Your tasks —
1. In the text on photonics and memory interfaces, where is silicon photonics used today?
2. Please list every type of memory or storage named in the text on photonics and memory interfaces.
3. From the text on photonics and memory interfaces, quote the stretch from "There is no" through "number of pins.".

Text —
On the other hand, the bandwidth degrades in a conventional interface as there is more distance from the processor. This means that memories beyond RAM in the memory hierarchy also benefit from these types of interfaces. Imagine for example an SSD with a reading speed typical of a DDR4 RAM.
There is no Moore’s law for I / O pins
They continually tell us about how Moore’s Law allows smaller chips to be made. Well, that’s true except the external communication pins don’t scale down. In other words, the external interfaces always occupy the same thing, thereby affecting the size of a chip if you want a specific bandwidth or forcing the use of more complex packaging systems that allow a greater number of pins.
The concept is easy to understand, power consumption grows exponentially if the clock speed is high, a high clock speed means high voltage, and the growth in power consumption is high. The only way is to increase the number of pins, but that forces complex constructions to mass build such as 2.5D and 3D ICs.
This is where photonics comes in, as a solution to the problem of memory interfaces and their scaling in order to obtain higher bandwidths without increasing the average consumption in data transfer.
Where is photonics used today?
Today, silicon photonics is used in data centers to connect systems that are widely separated.
Through optical transceivers in each system, which can transmit and receive signals. Their function is simple, they convert electrical signals into optical signals that travel through the fiber optic cables that connect the different cabinets that make up the data center. When the transceiver receives the data then it converts it into an electrical signal that conventional processors and memories can process and store respectively.
Such optical transceivers have the ability to transmit and receive a large volume of data. Its main problem? They are expensive to manufacture and even more so on a commercial scale. That is why we have them in supercomputers today and not in PCs in our homes.

Data block —
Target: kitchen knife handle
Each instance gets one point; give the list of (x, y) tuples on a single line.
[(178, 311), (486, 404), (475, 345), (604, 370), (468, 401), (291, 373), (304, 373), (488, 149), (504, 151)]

Solutions to the tasks —
1. In data centers, to connect systems that are widely separated.

2. RAM, SSD, DDR4 RAM

3.
There is no Moore’s law for I / O pins
They continually tell us about how Moore’s Law allows smaller chips to be made. Well, that’s true except the external communication pins don’t scale down. In other words, the external interfaces always occupy the same thing, thereby affecting the size of a chip if you want a specific bandwidth or forcing the use of more complex packaging systems that allow a greater number of pins.